- [PAGE EXCERPT]
---
The fellowship acknowledges his research on circadian rhythms, including the effects of blue light on sleep cycles and the implications of circadian misalignment on metabolism and inflammation.

Summary: Satchidananda Panda, PhD, from the Salk Institute, has been named a 2023 AAAS Fellow for his contributions to circadian biology. His work reveals how light exposure, especially blue light, affects the body’s circadian rhythms, impacting sleep, mood, and alertness. His research into time-restricted eating shows that confining eating to eight to 12 hours can significantly improve health. Additionally, his findings suggest that misaligned circadian rhythms increase inflammation, which could influence disease treatments. This recognition highlights Panda’s role in advancing the understanding of circadian rhythms’ impact on health.

Key Takeaways:

  • Satchidananda Panda, a professor at the Salk Institute, has been named a 2023 Fellow of the American Association for the Advancement of Science for his contributions to the field of circadian biology, which focus on how daily light exposure impacts the body’s internal clock and overall health.
---
- [ASSIGNED TASK 1] According to the fellowship article, to how many hours does time-restricted eating confine eating?
- [ASSIGNED TASK 2] Reproduce everything in the fellowship article from "Summary: Satchidananda Panda, PhD, from" down to "impact on health.".
- [ASSIGNED TASK 3] Translate this sentence from the fellowship article into Spanish: "His research into time-restricted eating shows that confining eating to eight to 12 hours can significantly improve health."
Rely only on the fellowship article for these answers.

- [DATA FOR REVIEW]
---
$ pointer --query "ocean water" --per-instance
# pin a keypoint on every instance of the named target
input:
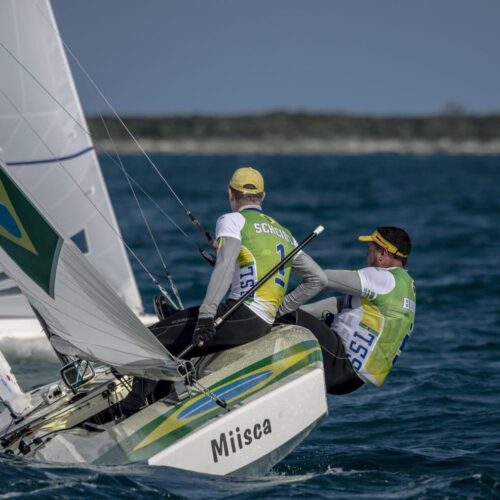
---
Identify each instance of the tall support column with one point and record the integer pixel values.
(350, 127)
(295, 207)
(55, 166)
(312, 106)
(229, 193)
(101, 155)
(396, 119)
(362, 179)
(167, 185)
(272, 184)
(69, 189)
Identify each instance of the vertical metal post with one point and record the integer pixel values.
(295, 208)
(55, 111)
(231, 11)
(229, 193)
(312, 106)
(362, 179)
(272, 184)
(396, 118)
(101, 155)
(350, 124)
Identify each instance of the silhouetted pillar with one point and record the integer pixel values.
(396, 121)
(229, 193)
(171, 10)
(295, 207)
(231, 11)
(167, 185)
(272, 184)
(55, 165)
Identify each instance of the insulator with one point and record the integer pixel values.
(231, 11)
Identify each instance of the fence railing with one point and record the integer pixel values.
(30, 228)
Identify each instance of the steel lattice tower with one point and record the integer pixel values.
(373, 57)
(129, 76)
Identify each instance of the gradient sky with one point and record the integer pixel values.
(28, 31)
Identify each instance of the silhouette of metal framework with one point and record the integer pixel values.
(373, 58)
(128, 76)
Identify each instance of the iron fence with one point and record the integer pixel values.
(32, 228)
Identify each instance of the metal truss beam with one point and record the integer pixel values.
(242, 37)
---
- [EXERCISE ANSWER 1] Eight to 12 hours.

- [EXERCISE ANSWER 2]
Summary: Satchidananda Panda, PhD, from the Salk Institute, has been named a 2023 AAAS Fellow for his contributions to circadian biology. His work reveals how light exposure, especially blue light, affects the body’s circadian rhythms, impacting sleep, mood, and alertness. His research into time-restricted eating shows that confining eating to eight to 12 hours can significantly improve health. Additionally, his findings suggest that misaligned circadian rhythms increase inflammation, which could influence disease treatments. This recognition highlights Panda’s role in advancing the understanding of circadian rhythms’ impact on health.

- [EXERCISE ANSWER 3] Su investigación sobre la alimentación con restricción de tiempo muestra que limitar la ingesta a entre ocho y 12 horas puede mejorar significativamente la salud.